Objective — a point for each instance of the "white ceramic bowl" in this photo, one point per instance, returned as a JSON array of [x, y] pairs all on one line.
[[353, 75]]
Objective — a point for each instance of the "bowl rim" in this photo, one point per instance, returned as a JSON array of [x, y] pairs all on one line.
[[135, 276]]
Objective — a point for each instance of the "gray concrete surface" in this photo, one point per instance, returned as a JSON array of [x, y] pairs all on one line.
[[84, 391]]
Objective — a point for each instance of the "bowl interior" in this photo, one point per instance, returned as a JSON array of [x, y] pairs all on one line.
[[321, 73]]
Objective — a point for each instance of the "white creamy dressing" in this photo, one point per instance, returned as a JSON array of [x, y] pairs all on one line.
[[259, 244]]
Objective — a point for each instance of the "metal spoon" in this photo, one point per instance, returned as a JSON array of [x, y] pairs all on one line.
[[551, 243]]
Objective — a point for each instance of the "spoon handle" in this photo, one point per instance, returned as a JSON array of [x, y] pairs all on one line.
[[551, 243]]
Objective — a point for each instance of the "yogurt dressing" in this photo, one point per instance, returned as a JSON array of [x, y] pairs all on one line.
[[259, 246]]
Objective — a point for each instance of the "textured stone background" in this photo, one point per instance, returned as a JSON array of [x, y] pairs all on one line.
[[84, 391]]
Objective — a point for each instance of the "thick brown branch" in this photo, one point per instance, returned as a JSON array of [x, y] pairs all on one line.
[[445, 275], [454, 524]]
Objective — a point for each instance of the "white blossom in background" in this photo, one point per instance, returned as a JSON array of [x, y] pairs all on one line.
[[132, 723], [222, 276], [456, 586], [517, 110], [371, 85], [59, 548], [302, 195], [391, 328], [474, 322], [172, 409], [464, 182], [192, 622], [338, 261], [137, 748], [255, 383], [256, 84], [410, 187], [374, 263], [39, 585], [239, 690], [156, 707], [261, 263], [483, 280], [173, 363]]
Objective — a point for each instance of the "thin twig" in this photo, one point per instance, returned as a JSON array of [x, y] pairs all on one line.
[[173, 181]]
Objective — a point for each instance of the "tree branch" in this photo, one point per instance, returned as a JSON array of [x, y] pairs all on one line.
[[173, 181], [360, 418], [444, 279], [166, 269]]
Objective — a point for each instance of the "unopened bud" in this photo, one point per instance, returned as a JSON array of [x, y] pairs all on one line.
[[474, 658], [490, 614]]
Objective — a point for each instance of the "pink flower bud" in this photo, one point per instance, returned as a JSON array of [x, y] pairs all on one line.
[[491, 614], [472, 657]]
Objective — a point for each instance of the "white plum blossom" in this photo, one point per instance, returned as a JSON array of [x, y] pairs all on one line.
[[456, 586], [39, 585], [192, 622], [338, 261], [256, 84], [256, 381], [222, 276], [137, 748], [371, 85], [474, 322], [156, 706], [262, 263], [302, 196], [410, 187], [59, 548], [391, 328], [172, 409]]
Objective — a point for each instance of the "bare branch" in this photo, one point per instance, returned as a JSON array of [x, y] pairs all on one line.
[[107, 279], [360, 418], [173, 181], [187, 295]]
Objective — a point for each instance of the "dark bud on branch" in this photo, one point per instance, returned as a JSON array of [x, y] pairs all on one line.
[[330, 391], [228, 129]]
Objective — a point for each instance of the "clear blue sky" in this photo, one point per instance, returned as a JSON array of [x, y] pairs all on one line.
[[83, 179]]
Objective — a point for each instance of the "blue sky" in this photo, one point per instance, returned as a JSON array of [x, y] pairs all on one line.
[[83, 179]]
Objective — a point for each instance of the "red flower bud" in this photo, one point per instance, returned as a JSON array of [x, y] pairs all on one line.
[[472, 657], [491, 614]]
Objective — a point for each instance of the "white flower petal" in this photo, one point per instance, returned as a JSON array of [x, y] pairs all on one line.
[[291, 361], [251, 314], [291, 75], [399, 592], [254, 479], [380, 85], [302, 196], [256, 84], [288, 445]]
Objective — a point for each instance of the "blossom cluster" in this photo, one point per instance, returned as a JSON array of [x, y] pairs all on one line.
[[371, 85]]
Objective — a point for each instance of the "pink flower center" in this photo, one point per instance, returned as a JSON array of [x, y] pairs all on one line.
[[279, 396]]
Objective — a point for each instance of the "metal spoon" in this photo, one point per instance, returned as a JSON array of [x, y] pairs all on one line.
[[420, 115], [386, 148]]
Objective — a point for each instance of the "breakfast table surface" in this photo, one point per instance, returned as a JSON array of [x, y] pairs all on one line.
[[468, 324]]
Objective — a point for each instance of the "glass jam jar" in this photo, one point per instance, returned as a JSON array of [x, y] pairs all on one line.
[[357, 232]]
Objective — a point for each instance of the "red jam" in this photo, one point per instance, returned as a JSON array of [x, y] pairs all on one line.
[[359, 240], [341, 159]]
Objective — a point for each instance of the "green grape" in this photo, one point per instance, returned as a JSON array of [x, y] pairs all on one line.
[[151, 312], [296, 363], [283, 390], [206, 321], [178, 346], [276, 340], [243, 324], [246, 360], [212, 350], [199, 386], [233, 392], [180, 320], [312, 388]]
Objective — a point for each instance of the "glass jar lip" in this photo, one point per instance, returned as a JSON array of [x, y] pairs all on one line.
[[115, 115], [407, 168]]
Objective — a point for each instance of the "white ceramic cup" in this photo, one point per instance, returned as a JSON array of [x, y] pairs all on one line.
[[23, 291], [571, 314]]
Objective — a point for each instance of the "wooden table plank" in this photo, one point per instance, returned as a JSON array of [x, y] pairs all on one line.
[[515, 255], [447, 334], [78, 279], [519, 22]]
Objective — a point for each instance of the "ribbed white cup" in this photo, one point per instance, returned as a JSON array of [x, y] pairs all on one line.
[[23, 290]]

- - -

Prompt — Find each line of the items that contains the word "white", and copy those lines in full.

Exercise result —
Objective — a point for each instance of the "white ceramic bowl" in this photo, one point per instance, returned as a JSON array of [x, y] pairs all on one line.
Objective — a point for each instance of the "white creamy dressing" in this photo, one point per instance, returned as a JSON array of [x, y] pairs all on one line.
Objective — a point for each instance of the "white blossom in background" in this photo, one point per instance, returned as a JSON array of [x, y] pairs all on one line.
Objective — a point for each instance of the "white plum blossom" in this photo, one point per instance, returned as a JSON array of [x, y] pairs all on one line.
Objective — a point for each instance of the "white flower petal" in this photo, one point per instance, returned as a JSON array of [x, y] pairs all on one line.
Objective — a point for each instance of the "white ceramic cup" in this photo, one point per instance, returned as a JSON array of [x, y] pairs all on one line.
Objective — a point for each instance of the "ribbed white cup" in this photo, one point per instance, returned as a JSON array of [x, y] pairs all on one line.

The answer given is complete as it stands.